Each line must appear in the answer exactly as it does in the data.

* **Input for this task**

- Opening Delimiter -

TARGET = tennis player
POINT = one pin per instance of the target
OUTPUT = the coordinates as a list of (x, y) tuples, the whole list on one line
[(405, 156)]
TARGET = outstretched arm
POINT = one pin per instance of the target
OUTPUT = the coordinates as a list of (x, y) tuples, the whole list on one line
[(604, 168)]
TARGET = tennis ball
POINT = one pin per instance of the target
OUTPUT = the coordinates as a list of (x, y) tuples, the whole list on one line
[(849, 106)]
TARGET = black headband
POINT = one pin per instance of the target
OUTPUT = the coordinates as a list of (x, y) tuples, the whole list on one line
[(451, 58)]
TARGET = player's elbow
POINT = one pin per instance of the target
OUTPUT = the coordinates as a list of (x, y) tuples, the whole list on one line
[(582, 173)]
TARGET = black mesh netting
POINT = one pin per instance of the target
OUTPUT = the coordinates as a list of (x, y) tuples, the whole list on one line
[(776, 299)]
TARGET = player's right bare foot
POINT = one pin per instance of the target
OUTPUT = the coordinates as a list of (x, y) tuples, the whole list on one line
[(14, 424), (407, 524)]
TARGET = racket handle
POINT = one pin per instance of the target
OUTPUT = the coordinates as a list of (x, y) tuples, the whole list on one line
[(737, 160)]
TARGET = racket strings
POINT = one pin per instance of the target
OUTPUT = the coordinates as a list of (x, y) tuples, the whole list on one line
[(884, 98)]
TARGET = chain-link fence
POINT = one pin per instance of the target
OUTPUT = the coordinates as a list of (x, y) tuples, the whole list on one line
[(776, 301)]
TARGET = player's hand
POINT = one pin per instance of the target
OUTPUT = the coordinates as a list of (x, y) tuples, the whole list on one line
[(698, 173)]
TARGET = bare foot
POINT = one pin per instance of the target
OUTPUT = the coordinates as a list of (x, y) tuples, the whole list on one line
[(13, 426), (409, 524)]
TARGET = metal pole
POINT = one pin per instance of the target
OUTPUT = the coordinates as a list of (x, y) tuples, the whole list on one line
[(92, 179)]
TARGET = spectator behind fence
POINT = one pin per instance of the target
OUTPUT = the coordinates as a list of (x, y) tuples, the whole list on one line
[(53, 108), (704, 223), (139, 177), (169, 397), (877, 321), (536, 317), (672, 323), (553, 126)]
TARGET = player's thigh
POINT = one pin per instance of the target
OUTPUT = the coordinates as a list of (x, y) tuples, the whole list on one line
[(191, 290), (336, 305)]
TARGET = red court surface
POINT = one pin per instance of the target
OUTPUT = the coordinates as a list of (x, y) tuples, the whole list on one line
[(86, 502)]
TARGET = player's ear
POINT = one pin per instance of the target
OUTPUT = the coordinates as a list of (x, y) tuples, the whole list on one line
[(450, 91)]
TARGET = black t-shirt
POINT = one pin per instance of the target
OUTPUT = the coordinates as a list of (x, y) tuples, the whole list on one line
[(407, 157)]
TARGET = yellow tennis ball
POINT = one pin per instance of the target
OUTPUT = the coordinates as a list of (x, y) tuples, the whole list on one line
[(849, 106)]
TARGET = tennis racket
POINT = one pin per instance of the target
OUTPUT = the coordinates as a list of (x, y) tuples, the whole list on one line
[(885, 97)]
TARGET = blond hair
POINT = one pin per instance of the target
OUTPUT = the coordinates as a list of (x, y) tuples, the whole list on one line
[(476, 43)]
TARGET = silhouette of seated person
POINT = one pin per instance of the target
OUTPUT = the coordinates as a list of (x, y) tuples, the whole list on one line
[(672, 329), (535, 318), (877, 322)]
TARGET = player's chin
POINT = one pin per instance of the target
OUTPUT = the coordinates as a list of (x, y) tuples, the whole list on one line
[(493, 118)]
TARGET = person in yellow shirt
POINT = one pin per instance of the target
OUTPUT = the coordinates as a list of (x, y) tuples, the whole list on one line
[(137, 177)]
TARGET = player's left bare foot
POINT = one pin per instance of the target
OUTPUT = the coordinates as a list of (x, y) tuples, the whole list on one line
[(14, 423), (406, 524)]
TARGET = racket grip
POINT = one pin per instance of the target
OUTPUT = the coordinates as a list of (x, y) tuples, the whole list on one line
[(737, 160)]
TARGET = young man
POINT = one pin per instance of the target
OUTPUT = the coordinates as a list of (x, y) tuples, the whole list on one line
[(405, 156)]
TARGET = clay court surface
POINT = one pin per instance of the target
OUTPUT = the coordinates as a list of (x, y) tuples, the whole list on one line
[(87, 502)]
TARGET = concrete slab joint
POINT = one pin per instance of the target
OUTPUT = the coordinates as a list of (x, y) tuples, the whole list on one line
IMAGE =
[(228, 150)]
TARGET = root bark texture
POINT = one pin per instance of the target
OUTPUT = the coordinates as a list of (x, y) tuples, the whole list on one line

- Closing Delimiter -

* **Solution for this problem**
TARGET = tennis player
POINT = one pin per instance of the target
OUTPUT = the coordinates as a list of (x, y) tuples, the whole list on one line
[(405, 156)]
TARGET = outstretched arm
POINT = one pin per instance of the target
OUTPUT = the coordinates as a list of (x, y) tuples, the whole list on one line
[(604, 168)]
TARGET = tennis ball
POINT = one pin per instance of the target
OUTPUT = the coordinates as a list of (x, y) tuples, the whole list on one line
[(849, 106)]
TARGET = black headband
POINT = one pin per instance of the target
OUTPUT = the coordinates as a list of (x, y) tuples, the whole list on one line
[(451, 58)]
TARGET = player's elbow
POINT = one pin per instance of the target
OUTPUT = the coordinates as a list of (x, y) tuples, the whole list on one line
[(582, 173)]
TARGET = black mesh netting
POINT = one pin per instance of the target
OUTPUT = the coordinates as a list of (x, y) tuples, the whole list on one line
[(776, 299)]
TARGET = player's right bare foot
POINT = one pin per instance of the target
OUTPUT = the coordinates as a list of (x, y) tuples, the whole list on one line
[(14, 424), (407, 524)]
TARGET = racket handle
POINT = one pin per instance of the target
OUTPUT = the coordinates as a list of (x, y) tuples, the whole list on one line
[(737, 160)]
TARGET = racket strings
POINT = one pin per instance of the target
OUTPUT = the coordinates as a list of (x, y) tuples, the whole list on one line
[(884, 98)]
TARGET = chain-link fence
POINT = one pin per instance of the target
OUTPUT = the coordinates as a list of (x, y) tuples, the whole list on one line
[(776, 301)]
TARGET = player's hand
POINT = one pin per instance of the target
OUTPUT = the coordinates as a list of (x, y) tuples, the whole list on one line
[(698, 173)]
TARGET = bare foot
POINT = one pin per instance of the target
OUTPUT = the coordinates as a list of (x, y) tuples, the whole list on one line
[(13, 426), (409, 524)]
TARGET = metal pole
POINT = one pin per instance of the target
OUTPUT = the coordinates as a list of (x, y) tuples, the whole list on one line
[(92, 179)]
TARGET = spectator behind fence
POINT = one pin per instance of the target
OUTPUT = the coordinates as a list of (x, y) tuples, the whole list on one line
[(53, 108), (704, 223), (139, 177), (169, 397), (877, 321), (536, 317), (672, 323), (553, 126)]
TARGET = player's thigh
POINT = one pin per instance of the target
OUTPUT = the coordinates as a list of (x, y) tuples, the whole list on one line
[(191, 290), (336, 305)]
TARGET = red court surface
POINT = one pin per instance of the target
OUTPUT = the coordinates as a list of (x, y) tuples, the whole list on one line
[(86, 502)]
TARGET = player's ear
POINT = one pin per instance of the target
OUTPUT = the coordinates as a list of (x, y) tuples, the whole list on one line
[(450, 91)]
TARGET = black t-shirt
POINT = one pin per instance of the target
OUTPUT = the coordinates as a list of (x, y) tuples, the whole list on one line
[(407, 157)]
TARGET = yellow tennis ball
POINT = one pin per instance of the target
OUTPUT = the coordinates as a list of (x, y) tuples, the whole list on one line
[(849, 106)]
TARGET = tennis racket
POINT = one pin per instance of the target
OUTPUT = the coordinates as a list of (x, y) tuples, the whole list on one line
[(885, 97)]
TARGET = blond hair
POINT = one pin per instance of the target
OUTPUT = the coordinates as a list of (x, y) tuples, the whole list on one line
[(476, 43)]
TARGET = silhouette of seated person
POINT = one pin per instance of the target
OUTPUT = the coordinates as a list of (x, y) tuples, the whole list on one line
[(672, 329), (535, 318), (877, 322)]
TARGET = player's chin
POINT = one pin per instance of the target
OUTPUT = the coordinates as a list of (x, y) tuples, the whole list on one line
[(493, 118)]
TARGET = person in yellow shirt
POINT = one pin per instance of the target
OUTPUT = the coordinates as a list of (x, y) tuples, the whole list on one line
[(137, 177)]
TARGET = player's left bare foot
POINT = one pin per instance of the target
OUTPUT = the coordinates as a list of (x, y) tuples, the whole list on one line
[(14, 423), (406, 524)]
TARGET = racket grip
POINT = one pin per instance of the target
OUTPUT = the coordinates as a list of (x, y) tuples, the whole list on one line
[(737, 160)]
TARGET = young man
POINT = one pin per instance of the target
OUTPUT = the coordinates as a list of (x, y) tuples, the whole list on one line
[(405, 156)]
TARGET = clay court surface
POINT = one pin per instance of the target
OUTPUT = the coordinates as a list of (x, y) tuples, the whole list on one line
[(87, 502)]
TARGET = concrete slab joint
POINT = one pin per instance of the target
OUTPUT = the coordinates as a list of (x, y) tuples, the whole list on one line
IMAGE =
[(228, 150)]
TARGET = root bark texture
POINT = one pin per instance of the target
OUTPUT = the coordinates as a list of (x, y) tuples, the whole list on one line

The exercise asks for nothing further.